GOAL
Reproduce verbatim the part of the listing below that opens with the line containing "find gray headboard" and runs through the end of the listing, including both the first and last lines.
--- begin DATA FOR THE TASK ---
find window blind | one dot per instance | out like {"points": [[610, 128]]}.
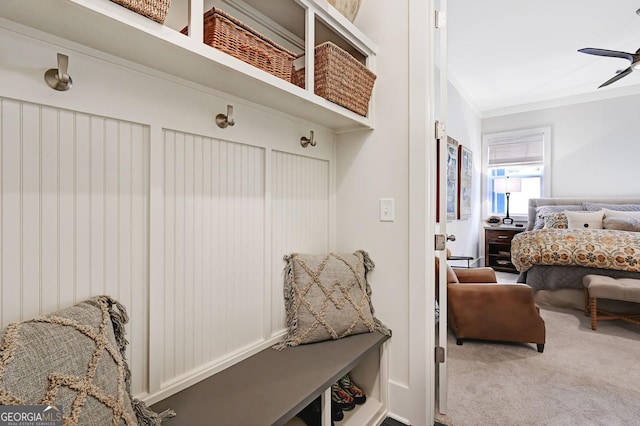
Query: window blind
{"points": [[521, 150]]}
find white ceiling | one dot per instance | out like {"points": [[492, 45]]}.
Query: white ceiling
{"points": [[508, 56]]}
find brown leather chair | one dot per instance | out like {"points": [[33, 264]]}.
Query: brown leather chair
{"points": [[479, 308]]}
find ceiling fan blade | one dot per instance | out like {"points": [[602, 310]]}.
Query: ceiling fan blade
{"points": [[617, 77], [610, 53]]}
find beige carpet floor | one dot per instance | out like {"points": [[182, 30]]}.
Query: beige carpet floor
{"points": [[584, 377]]}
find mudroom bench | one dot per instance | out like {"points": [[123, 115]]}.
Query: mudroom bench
{"points": [[271, 387]]}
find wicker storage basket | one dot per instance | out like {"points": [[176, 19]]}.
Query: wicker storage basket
{"points": [[152, 9], [226, 33], [339, 78]]}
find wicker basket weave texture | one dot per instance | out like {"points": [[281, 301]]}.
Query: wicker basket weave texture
{"points": [[340, 78], [232, 36], [153, 9]]}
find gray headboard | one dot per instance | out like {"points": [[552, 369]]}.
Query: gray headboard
{"points": [[537, 202]]}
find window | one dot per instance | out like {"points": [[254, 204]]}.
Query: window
{"points": [[521, 154]]}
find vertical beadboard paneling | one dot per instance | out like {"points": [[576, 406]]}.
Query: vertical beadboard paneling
{"points": [[300, 202], [214, 197], [74, 216], [11, 225]]}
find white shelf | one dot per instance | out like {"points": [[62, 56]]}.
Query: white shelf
{"points": [[110, 28]]}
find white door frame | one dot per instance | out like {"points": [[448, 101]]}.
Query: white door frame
{"points": [[441, 36], [422, 202]]}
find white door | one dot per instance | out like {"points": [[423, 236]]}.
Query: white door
{"points": [[441, 113]]}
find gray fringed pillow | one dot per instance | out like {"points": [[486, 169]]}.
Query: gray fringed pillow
{"points": [[74, 358], [328, 297], [621, 224]]}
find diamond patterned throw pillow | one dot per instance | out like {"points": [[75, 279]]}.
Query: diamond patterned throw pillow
{"points": [[328, 297], [73, 358]]}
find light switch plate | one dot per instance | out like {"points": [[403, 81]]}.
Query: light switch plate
{"points": [[387, 210]]}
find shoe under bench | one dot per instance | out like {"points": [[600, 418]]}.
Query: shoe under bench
{"points": [[271, 387]]}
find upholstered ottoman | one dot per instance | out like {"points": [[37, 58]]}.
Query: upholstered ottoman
{"points": [[604, 287]]}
--- end DATA FOR THE TASK ---
FULL SOLUTION
find gray headboard | one dot per instance | out like {"points": [[552, 369]]}.
Query: gray headboard
{"points": [[537, 202]]}
find window | one dot per instance | out like {"points": [[254, 204]]}.
Query: window
{"points": [[521, 154]]}
find vertical beadboard paneling | one dot per instance | out like {"points": [[576, 406]]}.
Query: vertical beadboard paneling
{"points": [[300, 202], [214, 197], [74, 216], [11, 225]]}
find white shelf | one dot per instance | out like {"points": [[62, 56]]}.
Query: white shelf
{"points": [[110, 28]]}
find white door frame | one dot per instance | out like {"points": [[448, 101]]}.
Query: white door frame
{"points": [[441, 36], [422, 202]]}
find white door | one dot per instance | out like {"points": [[423, 236]]}.
Query: white door
{"points": [[441, 113]]}
find gray fringed pillow | one dot per instance | out like {"points": [[486, 169]]}.
Query: gray fringed pillow
{"points": [[74, 358], [328, 297], [621, 224]]}
find diamond patterned throw pillow | one dot per instance | out like {"points": [[75, 279]]}.
Query: diamond patterned throw pillow
{"points": [[328, 297], [73, 358]]}
find light switch plate | one dot per instance | out like {"points": [[403, 81]]}.
Query: light switch plate
{"points": [[387, 210]]}
find shoe under bench | one dot per instance | out like {"points": [[600, 418]]}.
Query: shoe under bench
{"points": [[271, 387]]}
find upholstered ottoman | one dot per instance | out like {"points": [[37, 58]]}.
Query: upholstered ottoman
{"points": [[604, 287]]}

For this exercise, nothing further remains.